━━━ PROVIDED INFORMATION ━━━

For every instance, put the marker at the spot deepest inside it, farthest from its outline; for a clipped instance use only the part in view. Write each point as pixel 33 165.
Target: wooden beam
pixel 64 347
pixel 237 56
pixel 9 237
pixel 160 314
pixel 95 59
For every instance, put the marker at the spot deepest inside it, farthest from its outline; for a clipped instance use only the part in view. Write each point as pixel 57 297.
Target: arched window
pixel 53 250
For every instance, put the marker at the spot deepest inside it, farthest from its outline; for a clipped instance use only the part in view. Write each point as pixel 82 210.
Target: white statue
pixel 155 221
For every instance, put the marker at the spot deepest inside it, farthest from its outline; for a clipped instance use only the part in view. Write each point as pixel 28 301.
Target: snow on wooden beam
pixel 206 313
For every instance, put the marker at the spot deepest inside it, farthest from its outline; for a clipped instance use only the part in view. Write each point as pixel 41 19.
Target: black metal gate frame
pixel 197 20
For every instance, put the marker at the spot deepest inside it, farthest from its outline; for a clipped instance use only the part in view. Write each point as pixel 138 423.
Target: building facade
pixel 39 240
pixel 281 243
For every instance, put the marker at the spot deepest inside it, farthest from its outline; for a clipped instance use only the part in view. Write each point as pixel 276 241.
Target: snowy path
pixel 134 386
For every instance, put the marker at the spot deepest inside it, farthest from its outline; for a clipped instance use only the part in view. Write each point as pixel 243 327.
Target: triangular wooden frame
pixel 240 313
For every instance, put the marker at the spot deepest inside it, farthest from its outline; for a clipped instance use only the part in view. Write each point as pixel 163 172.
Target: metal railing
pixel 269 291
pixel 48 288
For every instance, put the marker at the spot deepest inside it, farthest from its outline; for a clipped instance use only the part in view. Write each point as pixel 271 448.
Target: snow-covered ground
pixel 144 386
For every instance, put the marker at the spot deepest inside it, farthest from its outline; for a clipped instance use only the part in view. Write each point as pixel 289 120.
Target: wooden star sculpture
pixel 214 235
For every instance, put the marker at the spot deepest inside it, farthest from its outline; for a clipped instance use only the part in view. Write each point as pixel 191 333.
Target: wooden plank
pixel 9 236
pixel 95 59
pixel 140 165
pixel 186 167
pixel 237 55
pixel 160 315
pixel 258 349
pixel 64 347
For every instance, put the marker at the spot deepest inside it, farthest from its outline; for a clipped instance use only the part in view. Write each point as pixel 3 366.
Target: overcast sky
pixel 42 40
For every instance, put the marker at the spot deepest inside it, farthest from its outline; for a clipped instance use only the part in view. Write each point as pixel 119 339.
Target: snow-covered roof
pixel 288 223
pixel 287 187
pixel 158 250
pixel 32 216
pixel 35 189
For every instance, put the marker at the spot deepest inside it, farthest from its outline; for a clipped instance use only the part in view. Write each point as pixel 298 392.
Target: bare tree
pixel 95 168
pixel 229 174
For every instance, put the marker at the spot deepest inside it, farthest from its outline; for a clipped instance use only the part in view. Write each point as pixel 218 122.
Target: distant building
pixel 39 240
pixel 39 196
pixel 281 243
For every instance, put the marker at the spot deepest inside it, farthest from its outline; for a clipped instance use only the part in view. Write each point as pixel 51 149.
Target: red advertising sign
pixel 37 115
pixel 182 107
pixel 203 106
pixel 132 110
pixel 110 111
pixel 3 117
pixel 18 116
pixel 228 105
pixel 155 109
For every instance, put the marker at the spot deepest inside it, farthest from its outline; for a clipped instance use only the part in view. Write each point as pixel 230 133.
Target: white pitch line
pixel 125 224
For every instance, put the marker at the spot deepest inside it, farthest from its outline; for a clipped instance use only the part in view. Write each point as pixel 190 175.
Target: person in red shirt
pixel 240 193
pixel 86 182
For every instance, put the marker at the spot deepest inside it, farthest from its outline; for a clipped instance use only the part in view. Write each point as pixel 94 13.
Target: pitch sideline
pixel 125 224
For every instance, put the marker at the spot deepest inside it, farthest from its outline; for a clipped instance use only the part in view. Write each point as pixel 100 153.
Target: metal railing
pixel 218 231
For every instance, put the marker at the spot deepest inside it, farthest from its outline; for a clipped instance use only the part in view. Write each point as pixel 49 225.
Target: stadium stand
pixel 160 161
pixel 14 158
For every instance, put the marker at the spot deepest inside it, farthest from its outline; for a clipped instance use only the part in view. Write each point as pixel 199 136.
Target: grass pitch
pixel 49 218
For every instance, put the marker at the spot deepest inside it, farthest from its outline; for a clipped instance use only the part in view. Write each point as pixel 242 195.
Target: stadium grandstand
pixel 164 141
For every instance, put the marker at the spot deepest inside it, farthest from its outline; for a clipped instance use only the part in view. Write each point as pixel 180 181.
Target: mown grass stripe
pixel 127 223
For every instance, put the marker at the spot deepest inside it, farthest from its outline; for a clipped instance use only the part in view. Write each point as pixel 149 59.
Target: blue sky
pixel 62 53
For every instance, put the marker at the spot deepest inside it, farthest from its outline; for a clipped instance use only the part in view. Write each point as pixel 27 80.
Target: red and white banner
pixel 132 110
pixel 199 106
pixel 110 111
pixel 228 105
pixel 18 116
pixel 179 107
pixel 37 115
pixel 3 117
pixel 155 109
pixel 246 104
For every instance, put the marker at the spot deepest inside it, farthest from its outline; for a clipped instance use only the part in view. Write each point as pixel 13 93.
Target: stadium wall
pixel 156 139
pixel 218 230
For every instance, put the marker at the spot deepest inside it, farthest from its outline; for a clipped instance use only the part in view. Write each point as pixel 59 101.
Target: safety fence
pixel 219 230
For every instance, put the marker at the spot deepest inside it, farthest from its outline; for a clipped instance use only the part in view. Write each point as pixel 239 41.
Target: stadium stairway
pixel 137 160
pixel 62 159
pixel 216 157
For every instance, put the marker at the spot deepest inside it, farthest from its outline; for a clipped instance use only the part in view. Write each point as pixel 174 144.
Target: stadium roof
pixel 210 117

━━━

Copy out the records above word for word, from the line with "pixel 49 225." up to and including the line with "pixel 49 218".

WRITTEN SOLUTION:
For every instance, put the marker at the spot deepest inside it, farthest from its outline; for a clipped instance use only the part in view. Write each point as pixel 49 225.
Target: stadium stand
pixel 160 161
pixel 14 158
For every instance, put the marker at the spot deepest inside it, farthest from its outline; for a clipped instance use only the part in view. Write each point as pixel 199 136.
Target: grass pitch
pixel 49 218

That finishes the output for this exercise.